**Directions**
Recast the listing below as a numbered list with one entry per line, and leave out any blank lines.

##### Exercise inputs

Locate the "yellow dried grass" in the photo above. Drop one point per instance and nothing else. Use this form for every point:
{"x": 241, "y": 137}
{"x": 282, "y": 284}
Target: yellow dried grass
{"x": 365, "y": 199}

##########

**Complete output**
1. Locate the "yellow dried grass" in the photo above. Drop one point per instance and nothing else. Use this form for every point:
2. {"x": 241, "y": 137}
3. {"x": 282, "y": 284}
4. Target: yellow dried grass
5. {"x": 365, "y": 199}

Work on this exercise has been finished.